## REQUEST
Please retype the lines of the listing below exactly, from the line containing "Can you see the oval" through the end of the listing, both included. Leave any pictures out of your copy.
_ _ _ _ _
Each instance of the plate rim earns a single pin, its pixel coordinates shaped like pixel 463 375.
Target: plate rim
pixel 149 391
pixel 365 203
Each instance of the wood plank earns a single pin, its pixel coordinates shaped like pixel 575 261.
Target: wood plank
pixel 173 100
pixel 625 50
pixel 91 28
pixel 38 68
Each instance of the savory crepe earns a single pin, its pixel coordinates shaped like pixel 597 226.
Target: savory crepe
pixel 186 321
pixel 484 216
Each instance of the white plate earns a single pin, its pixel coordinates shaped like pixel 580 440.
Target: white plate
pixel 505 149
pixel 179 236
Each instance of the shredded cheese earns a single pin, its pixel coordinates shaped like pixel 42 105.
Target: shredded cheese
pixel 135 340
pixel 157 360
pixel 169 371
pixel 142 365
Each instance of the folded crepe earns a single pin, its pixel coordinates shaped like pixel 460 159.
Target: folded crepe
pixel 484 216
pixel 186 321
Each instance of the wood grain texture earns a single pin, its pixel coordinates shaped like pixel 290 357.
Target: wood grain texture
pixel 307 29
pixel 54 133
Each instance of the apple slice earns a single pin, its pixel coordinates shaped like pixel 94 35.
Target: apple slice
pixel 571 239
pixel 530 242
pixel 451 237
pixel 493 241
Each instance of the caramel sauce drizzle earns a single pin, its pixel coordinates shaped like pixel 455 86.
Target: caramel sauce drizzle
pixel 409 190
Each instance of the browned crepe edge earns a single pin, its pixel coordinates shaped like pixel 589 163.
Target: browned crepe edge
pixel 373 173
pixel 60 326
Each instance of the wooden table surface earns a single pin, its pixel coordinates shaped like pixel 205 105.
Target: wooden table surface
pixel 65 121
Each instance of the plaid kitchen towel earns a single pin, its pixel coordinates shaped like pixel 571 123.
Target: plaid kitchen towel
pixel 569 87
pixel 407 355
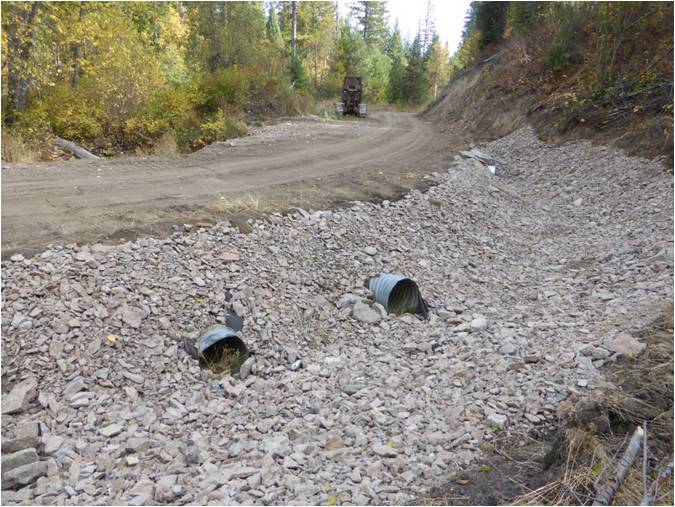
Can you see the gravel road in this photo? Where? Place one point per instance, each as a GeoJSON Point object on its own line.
{"type": "Point", "coordinates": [536, 277]}
{"type": "Point", "coordinates": [301, 162]}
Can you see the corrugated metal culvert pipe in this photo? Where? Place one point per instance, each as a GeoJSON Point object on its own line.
{"type": "Point", "coordinates": [220, 349]}
{"type": "Point", "coordinates": [398, 294]}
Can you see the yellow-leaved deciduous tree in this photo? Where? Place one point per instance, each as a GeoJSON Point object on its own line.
{"type": "Point", "coordinates": [19, 20]}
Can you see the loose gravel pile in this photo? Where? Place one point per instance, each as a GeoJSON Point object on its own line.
{"type": "Point", "coordinates": [535, 278]}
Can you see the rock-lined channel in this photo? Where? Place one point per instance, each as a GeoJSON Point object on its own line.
{"type": "Point", "coordinates": [534, 278]}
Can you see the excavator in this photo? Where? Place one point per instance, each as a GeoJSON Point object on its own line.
{"type": "Point", "coordinates": [352, 94]}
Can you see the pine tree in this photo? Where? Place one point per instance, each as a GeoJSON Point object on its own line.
{"type": "Point", "coordinates": [272, 29]}
{"type": "Point", "coordinates": [415, 76]}
{"type": "Point", "coordinates": [372, 16]}
{"type": "Point", "coordinates": [397, 73]}
{"type": "Point", "coordinates": [427, 27]}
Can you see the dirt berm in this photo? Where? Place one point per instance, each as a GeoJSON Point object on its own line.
{"type": "Point", "coordinates": [499, 95]}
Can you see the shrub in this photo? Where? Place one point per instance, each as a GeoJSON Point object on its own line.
{"type": "Point", "coordinates": [16, 149]}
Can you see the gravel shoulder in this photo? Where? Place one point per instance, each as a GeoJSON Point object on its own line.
{"type": "Point", "coordinates": [304, 162]}
{"type": "Point", "coordinates": [535, 278]}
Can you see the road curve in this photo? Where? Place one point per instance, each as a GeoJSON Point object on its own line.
{"type": "Point", "coordinates": [117, 199]}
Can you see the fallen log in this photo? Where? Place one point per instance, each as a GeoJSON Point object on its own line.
{"type": "Point", "coordinates": [607, 492]}
{"type": "Point", "coordinates": [74, 148]}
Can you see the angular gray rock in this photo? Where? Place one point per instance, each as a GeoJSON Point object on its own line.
{"type": "Point", "coordinates": [364, 313]}
{"type": "Point", "coordinates": [18, 399]}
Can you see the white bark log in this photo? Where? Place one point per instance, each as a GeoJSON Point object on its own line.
{"type": "Point", "coordinates": [607, 492]}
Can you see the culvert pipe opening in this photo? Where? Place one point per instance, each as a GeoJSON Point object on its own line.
{"type": "Point", "coordinates": [221, 350]}
{"type": "Point", "coordinates": [398, 294]}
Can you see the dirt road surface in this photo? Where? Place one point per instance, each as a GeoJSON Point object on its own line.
{"type": "Point", "coordinates": [310, 163]}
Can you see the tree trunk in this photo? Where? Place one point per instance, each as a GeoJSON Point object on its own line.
{"type": "Point", "coordinates": [294, 26]}
{"type": "Point", "coordinates": [76, 50]}
{"type": "Point", "coordinates": [365, 21]}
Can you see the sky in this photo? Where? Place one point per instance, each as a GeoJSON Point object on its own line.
{"type": "Point", "coordinates": [448, 15]}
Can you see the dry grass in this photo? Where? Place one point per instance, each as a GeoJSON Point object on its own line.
{"type": "Point", "coordinates": [251, 201]}
{"type": "Point", "coordinates": [598, 430]}
{"type": "Point", "coordinates": [15, 149]}
{"type": "Point", "coordinates": [166, 145]}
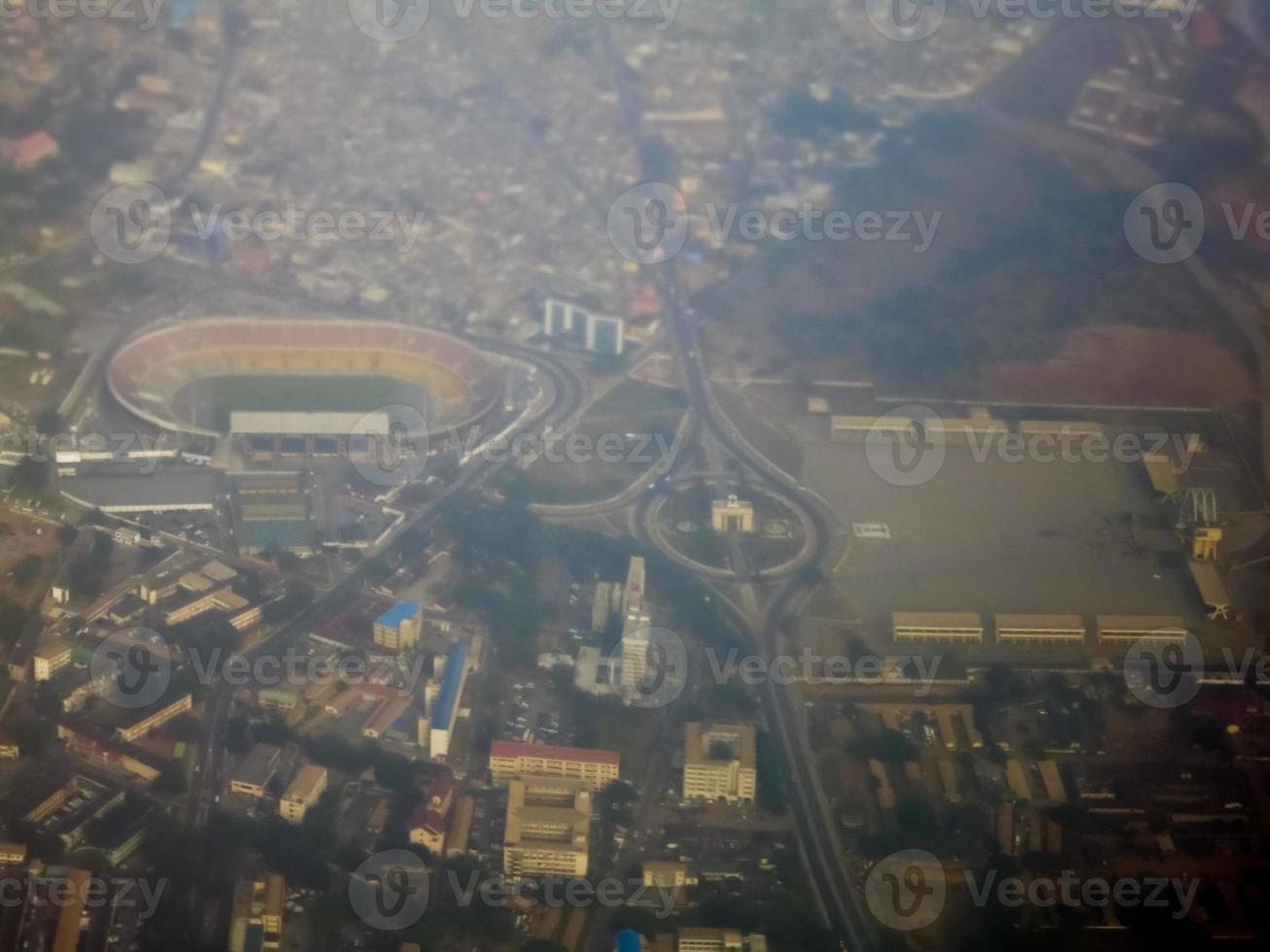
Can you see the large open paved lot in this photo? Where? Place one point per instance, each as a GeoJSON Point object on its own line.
{"type": "Point", "coordinates": [996, 536]}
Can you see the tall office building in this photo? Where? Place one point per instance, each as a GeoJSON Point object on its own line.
{"type": "Point", "coordinates": [547, 828]}
{"type": "Point", "coordinates": [633, 592]}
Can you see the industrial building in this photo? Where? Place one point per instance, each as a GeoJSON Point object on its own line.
{"type": "Point", "coordinates": [1041, 629]}
{"type": "Point", "coordinates": [1128, 629]}
{"type": "Point", "coordinates": [955, 628]}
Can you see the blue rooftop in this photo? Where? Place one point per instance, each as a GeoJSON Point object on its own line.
{"type": "Point", "coordinates": [446, 702]}
{"type": "Point", "coordinates": [397, 613]}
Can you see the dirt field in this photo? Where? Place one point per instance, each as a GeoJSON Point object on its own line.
{"type": "Point", "coordinates": [1126, 365]}
{"type": "Point", "coordinates": [17, 539]}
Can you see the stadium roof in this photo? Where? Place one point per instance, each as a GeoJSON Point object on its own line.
{"type": "Point", "coordinates": [304, 425]}
{"type": "Point", "coordinates": [144, 493]}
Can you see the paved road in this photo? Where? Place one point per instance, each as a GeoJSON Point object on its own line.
{"type": "Point", "coordinates": [828, 877]}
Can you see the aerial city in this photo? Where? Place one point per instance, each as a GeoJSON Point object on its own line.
{"type": "Point", "coordinates": [634, 475]}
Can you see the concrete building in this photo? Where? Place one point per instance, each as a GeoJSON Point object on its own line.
{"type": "Point", "coordinates": [51, 655]}
{"type": "Point", "coordinates": [955, 628]}
{"type": "Point", "coordinates": [1041, 629]}
{"type": "Point", "coordinates": [667, 873]}
{"type": "Point", "coordinates": [256, 917]}
{"type": "Point", "coordinates": [703, 939]}
{"type": "Point", "coordinates": [732, 516]}
{"type": "Point", "coordinates": [1128, 629]}
{"type": "Point", "coordinates": [399, 628]}
{"type": "Point", "coordinates": [429, 820]}
{"type": "Point", "coordinates": [302, 793]}
{"type": "Point", "coordinates": [719, 762]}
{"type": "Point", "coordinates": [443, 699]}
{"type": "Point", "coordinates": [144, 720]}
{"type": "Point", "coordinates": [601, 334]}
{"type": "Point", "coordinates": [256, 770]}
{"type": "Point", "coordinates": [633, 592]}
{"type": "Point", "coordinates": [509, 761]}
{"type": "Point", "coordinates": [547, 828]}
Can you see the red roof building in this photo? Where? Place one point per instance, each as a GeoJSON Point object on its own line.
{"type": "Point", "coordinates": [32, 150]}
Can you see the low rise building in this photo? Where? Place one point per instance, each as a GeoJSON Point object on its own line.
{"type": "Point", "coordinates": [547, 829]}
{"type": "Point", "coordinates": [704, 939]}
{"type": "Point", "coordinates": [51, 655]}
{"type": "Point", "coordinates": [256, 770]}
{"type": "Point", "coordinates": [256, 917]}
{"type": "Point", "coordinates": [511, 760]}
{"type": "Point", "coordinates": [304, 791]}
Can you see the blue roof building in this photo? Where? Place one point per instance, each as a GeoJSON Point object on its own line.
{"type": "Point", "coordinates": [451, 687]}
{"type": "Point", "coordinates": [399, 628]}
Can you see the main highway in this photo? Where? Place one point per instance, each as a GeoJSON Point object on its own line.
{"type": "Point", "coordinates": [781, 706]}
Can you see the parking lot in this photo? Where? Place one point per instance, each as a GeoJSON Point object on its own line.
{"type": "Point", "coordinates": [992, 536]}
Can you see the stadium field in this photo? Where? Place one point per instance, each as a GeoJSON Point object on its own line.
{"type": "Point", "coordinates": [210, 401]}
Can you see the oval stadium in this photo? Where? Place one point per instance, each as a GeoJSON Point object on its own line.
{"type": "Point", "coordinates": [240, 376]}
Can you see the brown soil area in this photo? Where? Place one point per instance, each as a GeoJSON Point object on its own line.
{"type": "Point", "coordinates": [1128, 365]}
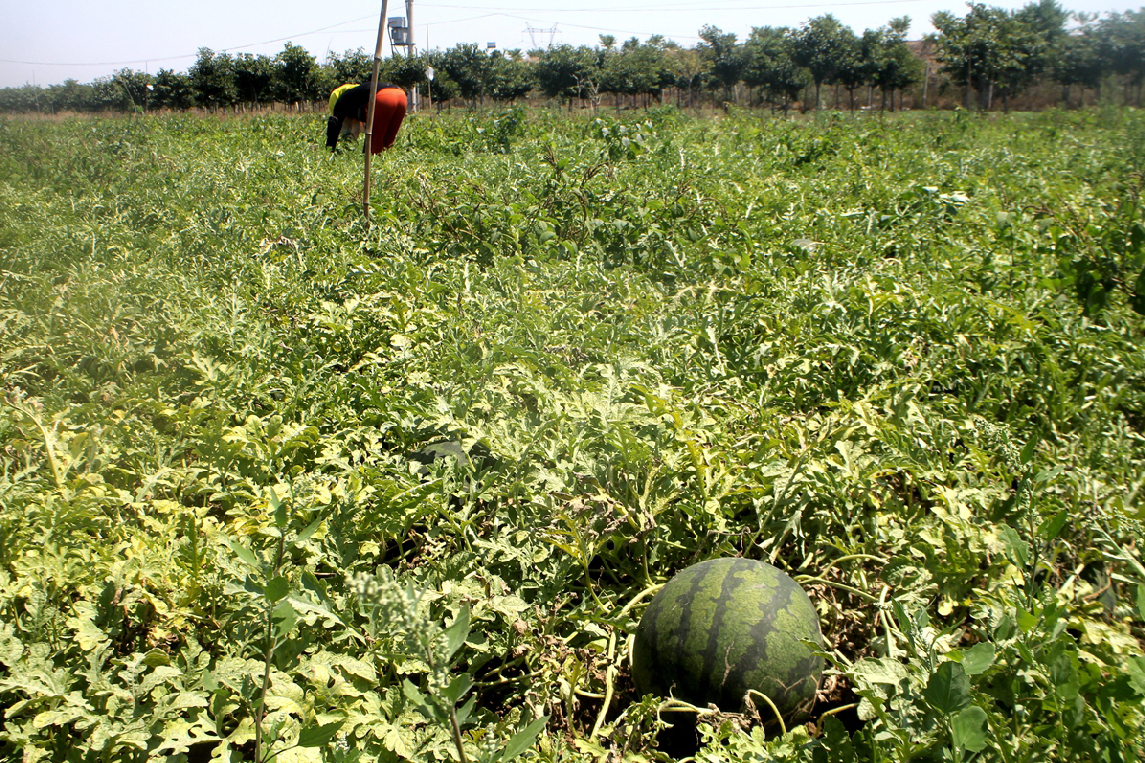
_ _ _ _ _
## THE OUTPUT
Can you see the oval stadium in this photo? Where? Place one point per instance, each as a GeoJSON Point object on its own line.
{"type": "Point", "coordinates": [240, 376]}
Can you see the brown soil area in this photo? Where? Place one point per instance, each as a GeoJSON Point object on its own line.
{"type": "Point", "coordinates": [1128, 365]}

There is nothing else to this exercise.